§ **Objective**: Leave every picture out and write out the records below exactly.
•••••
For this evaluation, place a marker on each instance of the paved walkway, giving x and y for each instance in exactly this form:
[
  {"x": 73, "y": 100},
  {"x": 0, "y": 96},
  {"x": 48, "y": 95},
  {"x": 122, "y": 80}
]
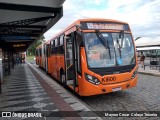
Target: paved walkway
[{"x": 29, "y": 90}]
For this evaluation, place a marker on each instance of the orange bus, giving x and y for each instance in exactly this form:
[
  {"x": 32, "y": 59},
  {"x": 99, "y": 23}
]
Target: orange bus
[{"x": 94, "y": 56}]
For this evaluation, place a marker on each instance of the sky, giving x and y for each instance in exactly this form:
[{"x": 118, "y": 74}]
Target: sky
[{"x": 143, "y": 16}]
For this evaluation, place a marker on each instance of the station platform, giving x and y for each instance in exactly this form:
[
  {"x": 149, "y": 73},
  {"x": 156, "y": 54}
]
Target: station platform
[{"x": 29, "y": 91}]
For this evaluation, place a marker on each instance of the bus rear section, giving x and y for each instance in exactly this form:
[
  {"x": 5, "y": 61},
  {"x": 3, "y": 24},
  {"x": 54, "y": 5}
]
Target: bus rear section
[{"x": 100, "y": 57}]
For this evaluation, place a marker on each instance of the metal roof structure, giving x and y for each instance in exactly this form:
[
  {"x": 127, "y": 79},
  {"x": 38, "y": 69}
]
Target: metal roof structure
[{"x": 24, "y": 21}]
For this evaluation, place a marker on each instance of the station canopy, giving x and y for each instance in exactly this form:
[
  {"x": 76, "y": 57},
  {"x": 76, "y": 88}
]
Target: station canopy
[{"x": 22, "y": 22}]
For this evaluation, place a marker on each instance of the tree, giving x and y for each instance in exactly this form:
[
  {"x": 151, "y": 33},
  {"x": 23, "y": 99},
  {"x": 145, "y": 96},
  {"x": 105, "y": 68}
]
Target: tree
[{"x": 32, "y": 47}]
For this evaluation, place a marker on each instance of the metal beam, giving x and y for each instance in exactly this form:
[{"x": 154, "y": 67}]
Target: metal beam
[
  {"x": 23, "y": 26},
  {"x": 30, "y": 8}
]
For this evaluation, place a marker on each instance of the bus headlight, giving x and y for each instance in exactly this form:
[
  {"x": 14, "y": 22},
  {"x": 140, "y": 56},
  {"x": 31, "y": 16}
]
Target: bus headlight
[
  {"x": 92, "y": 79},
  {"x": 134, "y": 73}
]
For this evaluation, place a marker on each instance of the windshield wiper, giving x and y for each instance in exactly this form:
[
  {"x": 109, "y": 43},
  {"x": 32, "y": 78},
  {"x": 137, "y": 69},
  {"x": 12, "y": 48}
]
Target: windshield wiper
[
  {"x": 119, "y": 48},
  {"x": 103, "y": 41}
]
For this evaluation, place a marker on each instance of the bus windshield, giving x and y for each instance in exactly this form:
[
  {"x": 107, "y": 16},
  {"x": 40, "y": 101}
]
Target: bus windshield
[{"x": 120, "y": 50}]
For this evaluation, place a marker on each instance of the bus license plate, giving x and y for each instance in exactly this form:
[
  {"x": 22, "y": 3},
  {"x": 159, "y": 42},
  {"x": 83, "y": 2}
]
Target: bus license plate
[{"x": 116, "y": 89}]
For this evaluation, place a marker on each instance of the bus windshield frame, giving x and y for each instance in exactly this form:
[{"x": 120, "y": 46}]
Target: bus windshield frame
[{"x": 98, "y": 56}]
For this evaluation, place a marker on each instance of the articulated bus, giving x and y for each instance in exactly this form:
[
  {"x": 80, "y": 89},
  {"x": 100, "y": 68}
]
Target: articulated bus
[{"x": 92, "y": 56}]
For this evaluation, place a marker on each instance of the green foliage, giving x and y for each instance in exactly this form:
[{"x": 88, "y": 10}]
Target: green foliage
[{"x": 32, "y": 47}]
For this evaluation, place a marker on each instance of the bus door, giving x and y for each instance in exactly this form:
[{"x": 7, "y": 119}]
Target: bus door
[
  {"x": 70, "y": 61},
  {"x": 46, "y": 58}
]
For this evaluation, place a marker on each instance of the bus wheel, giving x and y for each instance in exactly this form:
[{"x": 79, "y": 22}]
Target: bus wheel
[{"x": 63, "y": 80}]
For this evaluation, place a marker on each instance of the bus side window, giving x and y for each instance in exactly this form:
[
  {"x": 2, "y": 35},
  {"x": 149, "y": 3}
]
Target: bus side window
[
  {"x": 61, "y": 46},
  {"x": 79, "y": 43}
]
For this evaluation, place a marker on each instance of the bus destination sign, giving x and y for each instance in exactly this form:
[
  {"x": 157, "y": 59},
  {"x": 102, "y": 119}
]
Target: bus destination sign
[{"x": 105, "y": 26}]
•••••
§ **Answer to the problem**:
For this evaluation, place a marker on each instance of the paved walkway, giving x and y for each instance in exactly this form:
[
  {"x": 73, "y": 100},
  {"x": 0, "y": 96},
  {"x": 48, "y": 95},
  {"x": 122, "y": 80}
]
Target: paved walkway
[{"x": 29, "y": 90}]
For this evaluation, place a marker on each instance of the orange bus, giving x and y for each instance in exactly this form:
[
  {"x": 32, "y": 59},
  {"x": 99, "y": 23}
]
Target: orange bus
[{"x": 94, "y": 56}]
For this evaluation, place a marker on each instance of the sky, giving x and y for each instance in exactly this form:
[{"x": 118, "y": 74}]
Target: sky
[{"x": 143, "y": 16}]
For this evaluation, place a marker on each instance of the station platform, giving x and y for each instance in exactly this form:
[
  {"x": 149, "y": 73},
  {"x": 156, "y": 54}
]
Target: station platform
[{"x": 29, "y": 91}]
For this evaluation, place a marker on each instance of the bus rear section, giving x and y for each instance in exactly this form:
[
  {"x": 5, "y": 61},
  {"x": 3, "y": 24},
  {"x": 54, "y": 5}
]
Target: bus rear section
[{"x": 100, "y": 57}]
For this evaluation, place a marker on each instance of the metal roof structure, giving x and y for each instance in exactly this form:
[
  {"x": 127, "y": 79},
  {"x": 38, "y": 69}
]
Target: metal roof structure
[{"x": 24, "y": 21}]
For this evaluation, place a marker on each instance of the station canopy, giving x and y for each instance in exactly this form:
[
  {"x": 76, "y": 57},
  {"x": 76, "y": 88}
]
Target: station canopy
[{"x": 22, "y": 22}]
For this evaluation, place a marker on each instance of the tree, giving x and y for each instance in exactly this form:
[
  {"x": 151, "y": 33},
  {"x": 23, "y": 99},
  {"x": 145, "y": 96},
  {"x": 105, "y": 68}
]
Target: tree
[{"x": 32, "y": 47}]
For this evaluation, place a marker on each instance of the metal beam, giving x and y for each instance in exactly this form:
[{"x": 154, "y": 67}]
Target: metal beam
[
  {"x": 23, "y": 26},
  {"x": 30, "y": 8}
]
For this evaluation, place a marker on each instance of the bus headlight, giving x and y for each instance in exactly this form:
[
  {"x": 14, "y": 22},
  {"x": 140, "y": 56},
  {"x": 31, "y": 16}
]
Target: bus headlight
[
  {"x": 92, "y": 79},
  {"x": 134, "y": 73}
]
For this evaluation, place a marker on each instance of the windshield wiper, giving x and y for each instance in exactly this form:
[
  {"x": 109, "y": 43},
  {"x": 32, "y": 78},
  {"x": 137, "y": 69},
  {"x": 12, "y": 48}
]
Target: windshield wiper
[
  {"x": 119, "y": 48},
  {"x": 103, "y": 41}
]
For this evaluation, place a marker on each instance of the bus windshield, giving x and y for each instance in exactly this form:
[
  {"x": 107, "y": 16},
  {"x": 40, "y": 101}
]
Target: bus windshield
[{"x": 120, "y": 50}]
For this evaluation, place a marker on each instance of the bus license plate, giving x and y for each instance in exactly this form:
[
  {"x": 22, "y": 3},
  {"x": 159, "y": 42},
  {"x": 83, "y": 2}
]
Target: bus license plate
[{"x": 116, "y": 89}]
For this evaluation, place a marker on each instance of the bus windshield frame, giving x and y for each instance in exactly this form:
[{"x": 120, "y": 46}]
Target: bus windshield frame
[{"x": 98, "y": 56}]
For this evaluation, place a marker on each instance of the articulated bus, giving x and y for each instance in exactly this form:
[
  {"x": 80, "y": 89},
  {"x": 100, "y": 68}
]
Target: articulated bus
[{"x": 92, "y": 56}]
For this evaluation, place a marker on each instance of the green foliage, giving x and y for each instance in exactly this form:
[{"x": 88, "y": 10}]
Target: green foliage
[{"x": 32, "y": 47}]
For this evaluation, place a marker on each instance of the bus door, giving x and y for each instance in exactly this form:
[{"x": 7, "y": 119}]
Target: bus door
[
  {"x": 70, "y": 61},
  {"x": 46, "y": 58}
]
For this evaluation, place a marker on each instance of the bus wheel, giving x and y for each instance in exactly this form:
[{"x": 79, "y": 22}]
Target: bus wheel
[{"x": 63, "y": 80}]
For this evaluation, place a marker on each instance of the bus side window, giving x and y for each instance in exactly this form:
[
  {"x": 2, "y": 35},
  {"x": 149, "y": 3}
]
Target: bus side window
[
  {"x": 61, "y": 46},
  {"x": 79, "y": 43}
]
For this evaluation, place a marker on each instance of the bus destination sign, giving x and y for each instance in exactly this form:
[
  {"x": 157, "y": 59},
  {"x": 102, "y": 119}
]
Target: bus destination sign
[{"x": 105, "y": 26}]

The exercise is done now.